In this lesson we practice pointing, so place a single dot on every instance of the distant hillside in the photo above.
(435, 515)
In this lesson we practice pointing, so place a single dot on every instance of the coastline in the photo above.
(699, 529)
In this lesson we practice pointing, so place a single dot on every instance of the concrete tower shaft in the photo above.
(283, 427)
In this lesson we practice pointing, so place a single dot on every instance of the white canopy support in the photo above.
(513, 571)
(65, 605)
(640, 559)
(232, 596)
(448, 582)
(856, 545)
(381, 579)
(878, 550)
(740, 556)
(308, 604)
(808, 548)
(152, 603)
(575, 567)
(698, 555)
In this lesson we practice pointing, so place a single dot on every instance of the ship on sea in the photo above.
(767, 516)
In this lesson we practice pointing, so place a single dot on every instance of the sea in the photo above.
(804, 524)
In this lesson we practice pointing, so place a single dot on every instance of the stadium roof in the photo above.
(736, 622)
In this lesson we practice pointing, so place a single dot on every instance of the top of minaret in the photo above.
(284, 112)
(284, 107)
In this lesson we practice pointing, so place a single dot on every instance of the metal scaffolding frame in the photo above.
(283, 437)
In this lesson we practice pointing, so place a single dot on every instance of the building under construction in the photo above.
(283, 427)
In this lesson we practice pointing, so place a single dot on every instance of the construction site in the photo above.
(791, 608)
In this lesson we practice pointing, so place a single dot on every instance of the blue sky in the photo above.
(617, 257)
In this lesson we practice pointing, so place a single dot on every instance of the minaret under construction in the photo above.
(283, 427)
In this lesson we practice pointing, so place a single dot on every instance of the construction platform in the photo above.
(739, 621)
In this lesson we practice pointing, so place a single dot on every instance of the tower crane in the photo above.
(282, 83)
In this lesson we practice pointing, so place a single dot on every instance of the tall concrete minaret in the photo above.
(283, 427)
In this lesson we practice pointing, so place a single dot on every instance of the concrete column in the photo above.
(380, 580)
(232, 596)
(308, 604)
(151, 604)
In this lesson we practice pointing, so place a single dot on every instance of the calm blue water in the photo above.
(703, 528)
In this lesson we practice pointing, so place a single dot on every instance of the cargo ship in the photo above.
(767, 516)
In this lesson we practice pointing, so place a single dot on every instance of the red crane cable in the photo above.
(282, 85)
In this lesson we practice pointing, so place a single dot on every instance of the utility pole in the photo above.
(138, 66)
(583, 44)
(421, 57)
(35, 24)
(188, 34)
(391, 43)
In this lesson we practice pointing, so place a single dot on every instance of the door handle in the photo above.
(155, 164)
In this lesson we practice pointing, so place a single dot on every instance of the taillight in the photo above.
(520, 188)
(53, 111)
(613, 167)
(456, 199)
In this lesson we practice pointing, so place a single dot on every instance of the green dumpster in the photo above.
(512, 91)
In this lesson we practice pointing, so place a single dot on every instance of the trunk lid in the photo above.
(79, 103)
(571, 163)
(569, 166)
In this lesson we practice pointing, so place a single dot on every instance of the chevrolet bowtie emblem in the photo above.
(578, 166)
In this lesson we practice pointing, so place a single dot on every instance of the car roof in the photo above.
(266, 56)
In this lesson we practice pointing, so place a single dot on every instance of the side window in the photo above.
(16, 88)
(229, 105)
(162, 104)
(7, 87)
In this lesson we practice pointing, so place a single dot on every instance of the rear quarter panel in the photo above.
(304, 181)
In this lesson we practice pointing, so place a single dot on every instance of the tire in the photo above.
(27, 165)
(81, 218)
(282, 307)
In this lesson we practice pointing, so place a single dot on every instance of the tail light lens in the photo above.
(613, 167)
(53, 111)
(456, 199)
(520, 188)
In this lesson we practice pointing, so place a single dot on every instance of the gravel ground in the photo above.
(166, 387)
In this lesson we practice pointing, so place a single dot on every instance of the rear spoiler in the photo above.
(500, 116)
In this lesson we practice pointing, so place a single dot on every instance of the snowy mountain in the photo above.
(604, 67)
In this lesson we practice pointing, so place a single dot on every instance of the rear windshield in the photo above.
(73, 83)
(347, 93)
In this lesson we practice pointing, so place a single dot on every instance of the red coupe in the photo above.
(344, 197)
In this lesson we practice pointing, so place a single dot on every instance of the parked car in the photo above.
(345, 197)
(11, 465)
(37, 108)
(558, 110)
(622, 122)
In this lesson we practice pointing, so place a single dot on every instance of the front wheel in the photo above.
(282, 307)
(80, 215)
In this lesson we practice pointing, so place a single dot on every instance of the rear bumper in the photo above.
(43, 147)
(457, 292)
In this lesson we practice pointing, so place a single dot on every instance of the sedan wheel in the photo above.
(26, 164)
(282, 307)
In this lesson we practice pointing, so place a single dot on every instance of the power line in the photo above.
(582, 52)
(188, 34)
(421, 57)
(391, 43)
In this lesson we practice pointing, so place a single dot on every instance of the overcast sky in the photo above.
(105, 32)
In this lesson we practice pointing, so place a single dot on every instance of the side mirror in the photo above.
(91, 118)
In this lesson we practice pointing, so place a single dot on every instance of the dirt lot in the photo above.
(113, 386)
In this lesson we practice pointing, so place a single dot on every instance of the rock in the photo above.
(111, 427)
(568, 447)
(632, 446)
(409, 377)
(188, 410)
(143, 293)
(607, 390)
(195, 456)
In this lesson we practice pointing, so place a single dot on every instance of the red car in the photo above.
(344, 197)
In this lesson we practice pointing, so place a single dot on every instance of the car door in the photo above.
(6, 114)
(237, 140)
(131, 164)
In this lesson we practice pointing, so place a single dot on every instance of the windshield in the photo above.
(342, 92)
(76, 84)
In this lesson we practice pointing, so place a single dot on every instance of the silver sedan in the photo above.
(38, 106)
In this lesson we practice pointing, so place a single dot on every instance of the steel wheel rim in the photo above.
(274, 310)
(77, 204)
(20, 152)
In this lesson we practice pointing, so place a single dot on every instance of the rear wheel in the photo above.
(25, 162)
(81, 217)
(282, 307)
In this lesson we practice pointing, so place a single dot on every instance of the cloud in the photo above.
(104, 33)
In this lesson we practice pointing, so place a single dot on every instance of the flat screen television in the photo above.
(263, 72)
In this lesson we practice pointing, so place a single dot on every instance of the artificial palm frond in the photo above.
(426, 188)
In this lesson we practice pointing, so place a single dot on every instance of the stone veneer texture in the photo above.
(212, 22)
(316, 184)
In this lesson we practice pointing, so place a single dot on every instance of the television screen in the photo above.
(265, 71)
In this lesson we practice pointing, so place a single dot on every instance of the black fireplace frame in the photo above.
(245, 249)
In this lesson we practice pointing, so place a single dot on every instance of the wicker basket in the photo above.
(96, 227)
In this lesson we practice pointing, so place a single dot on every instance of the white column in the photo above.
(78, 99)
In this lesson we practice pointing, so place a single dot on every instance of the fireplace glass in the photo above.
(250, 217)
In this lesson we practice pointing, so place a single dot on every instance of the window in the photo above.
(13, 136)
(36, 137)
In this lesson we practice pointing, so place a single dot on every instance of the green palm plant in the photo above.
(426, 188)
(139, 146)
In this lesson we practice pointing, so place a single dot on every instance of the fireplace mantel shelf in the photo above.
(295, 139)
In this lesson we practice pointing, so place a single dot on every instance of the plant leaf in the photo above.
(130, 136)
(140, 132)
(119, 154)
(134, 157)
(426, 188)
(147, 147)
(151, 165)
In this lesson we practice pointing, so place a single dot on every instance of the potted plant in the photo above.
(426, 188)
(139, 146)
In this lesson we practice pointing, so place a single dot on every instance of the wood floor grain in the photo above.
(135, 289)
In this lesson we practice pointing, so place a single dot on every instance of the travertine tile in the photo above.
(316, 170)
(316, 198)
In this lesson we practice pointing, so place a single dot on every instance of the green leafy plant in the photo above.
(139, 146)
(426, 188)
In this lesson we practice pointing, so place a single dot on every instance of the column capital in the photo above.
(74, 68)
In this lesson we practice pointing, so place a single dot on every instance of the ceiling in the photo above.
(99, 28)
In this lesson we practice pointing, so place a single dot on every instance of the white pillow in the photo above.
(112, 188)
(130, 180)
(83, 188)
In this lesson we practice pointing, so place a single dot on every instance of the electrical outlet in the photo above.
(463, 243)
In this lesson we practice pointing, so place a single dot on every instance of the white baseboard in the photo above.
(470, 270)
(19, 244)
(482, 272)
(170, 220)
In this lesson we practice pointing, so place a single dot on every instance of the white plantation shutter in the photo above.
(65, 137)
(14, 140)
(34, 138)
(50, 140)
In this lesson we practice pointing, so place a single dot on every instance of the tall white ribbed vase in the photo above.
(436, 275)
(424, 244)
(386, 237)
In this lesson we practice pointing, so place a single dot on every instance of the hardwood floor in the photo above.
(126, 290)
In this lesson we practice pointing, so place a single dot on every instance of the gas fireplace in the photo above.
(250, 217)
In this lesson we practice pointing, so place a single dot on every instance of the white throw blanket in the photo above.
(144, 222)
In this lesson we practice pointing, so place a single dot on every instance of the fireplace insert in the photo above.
=-=-=
| Stated task |
Repeat word for word every line from the one that holds "baseboard in the photo above." to the end. Both ends count.

| Solution below |
In this lesson we practice pointing, so place a single dot on every instance of the white baseboard in the photo above.
(470, 270)
(19, 244)
(482, 272)
(170, 220)
In this lesson we practice pointing, so place a single dot on every instance of the white plantation shutter in the photo above.
(65, 137)
(14, 140)
(34, 138)
(50, 140)
In this lesson we practice pointing, so place a single dot on every instance of the tall white ribbed vase in the photo above.
(436, 275)
(424, 244)
(386, 237)
In this lesson we practice pointing, so place a single dot on every instance of the hardwood floor in the photo above.
(126, 290)
In this lesson we practice pointing, so place a single dot on every instance of the gas fireplace in the photo above.
(250, 217)
In this lesson we practice pointing, so place a single dot on every instance of the white throw blanket in the photo above.
(144, 222)
In this lesson we practice pointing, so place a single dot on every instance of the fireplace insert in the photo above.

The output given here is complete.